# [EXERCISE TEXT]
■ ■ ■
Emission risk. New Labour's much trumpeted aspiration to achieve a 60 per cent reduction in CO2 emissions by 2050 is too woolly to help a company planning a new power station. It needs, first, an explicit long-term emission-reduction goal that has all-party political support, together with obligatory "way-points" that must be met en route to that goal, and a rule as to who will pay what penalties if those way-points are not met.

Second, a generating company needs a clear statement as to who is going to pay for that emissions commitment. It can only be the consumer or the taxpayer: any attempt to make the generator pay will simply lead to a refusal to invest. Making consumers pay has two advantages—it hits the people ultimately responsible for making the mess, and payment mechanisms already exist (ROCs, AAUs) that can be elaborated as needed. It has the disadvantage of heaping the costs on to electricity-consuming industries, undermining their competitiveness with those in countries that do not curb emissions, such as the US. For domestic consumers, such a payment strategy would be seriously regressive.
■ ■ ■
# [TASKS AND EXERCISES]
**a.** From the emission-risk text, list every advantage and disadvantage it gives for making consumers pay for the emissions commitment, and mark each one as an advantage or a disadvantage.
**b.** Answer these from the emission-risk text:
(i) What reduction in CO2 emissions, and by what year, does New Labour aspire to achieve?
(ii) According to the text, what will any attempt to make the generator pay lead to?
(iii) Which country does the text name as one that does not curb emissions?

[Excerpts from a dataset]
■ ■ ■
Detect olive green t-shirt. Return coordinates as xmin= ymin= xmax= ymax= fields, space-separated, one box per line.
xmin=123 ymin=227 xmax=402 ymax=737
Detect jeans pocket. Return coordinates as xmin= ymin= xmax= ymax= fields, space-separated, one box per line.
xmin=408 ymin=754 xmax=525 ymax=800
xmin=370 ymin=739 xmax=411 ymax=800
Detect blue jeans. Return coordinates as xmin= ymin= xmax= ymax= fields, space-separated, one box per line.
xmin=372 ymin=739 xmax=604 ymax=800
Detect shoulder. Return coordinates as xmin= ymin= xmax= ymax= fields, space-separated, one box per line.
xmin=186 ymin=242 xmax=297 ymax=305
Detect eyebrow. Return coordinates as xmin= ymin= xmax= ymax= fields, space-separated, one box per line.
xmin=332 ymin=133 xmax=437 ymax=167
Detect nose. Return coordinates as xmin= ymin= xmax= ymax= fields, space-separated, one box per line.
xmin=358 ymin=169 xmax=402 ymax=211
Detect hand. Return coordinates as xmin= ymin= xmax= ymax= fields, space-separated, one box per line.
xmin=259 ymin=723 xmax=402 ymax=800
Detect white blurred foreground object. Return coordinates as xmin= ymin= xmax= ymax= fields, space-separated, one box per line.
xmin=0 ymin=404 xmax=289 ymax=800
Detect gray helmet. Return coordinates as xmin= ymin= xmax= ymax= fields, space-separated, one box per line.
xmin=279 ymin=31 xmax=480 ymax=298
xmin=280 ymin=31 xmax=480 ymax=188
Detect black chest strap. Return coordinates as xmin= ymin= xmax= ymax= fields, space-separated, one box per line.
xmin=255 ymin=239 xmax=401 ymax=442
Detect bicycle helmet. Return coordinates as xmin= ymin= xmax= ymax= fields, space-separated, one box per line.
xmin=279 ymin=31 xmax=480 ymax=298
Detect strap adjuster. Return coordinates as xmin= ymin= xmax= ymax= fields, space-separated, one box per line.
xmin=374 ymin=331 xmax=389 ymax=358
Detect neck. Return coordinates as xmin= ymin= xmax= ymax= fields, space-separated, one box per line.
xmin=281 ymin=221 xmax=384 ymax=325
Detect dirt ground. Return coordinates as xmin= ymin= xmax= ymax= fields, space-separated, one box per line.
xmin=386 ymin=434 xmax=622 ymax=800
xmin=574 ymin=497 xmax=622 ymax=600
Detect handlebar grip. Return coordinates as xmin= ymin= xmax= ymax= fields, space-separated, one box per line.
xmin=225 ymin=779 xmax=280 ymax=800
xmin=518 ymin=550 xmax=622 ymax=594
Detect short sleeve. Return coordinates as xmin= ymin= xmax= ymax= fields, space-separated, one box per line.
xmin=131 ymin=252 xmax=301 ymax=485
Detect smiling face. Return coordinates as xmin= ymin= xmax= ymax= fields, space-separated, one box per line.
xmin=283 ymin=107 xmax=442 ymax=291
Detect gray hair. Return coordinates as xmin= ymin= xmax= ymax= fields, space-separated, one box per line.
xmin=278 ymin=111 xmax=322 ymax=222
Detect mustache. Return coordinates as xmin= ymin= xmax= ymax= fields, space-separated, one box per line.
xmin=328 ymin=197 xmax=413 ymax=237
■ ■ ■
# [ANSWERS]
**a.**
- Advantage: it hits the people ultimately responsible for making the mess.
- Advantage: payment mechanisms (ROCs, AAUs) already exist and can be elaborated as needed.
- Disadvantage: it heaps the costs on to electricity-consuming industries, undermining their competitiveness with those in countries that do not curb emissions.
- Disadvantage: for domestic consumers, it would be seriously regressive.

**b.**
(i) A 60 per cent reduction by 2050.
(ii) A refusal to invest.
(iii) The US.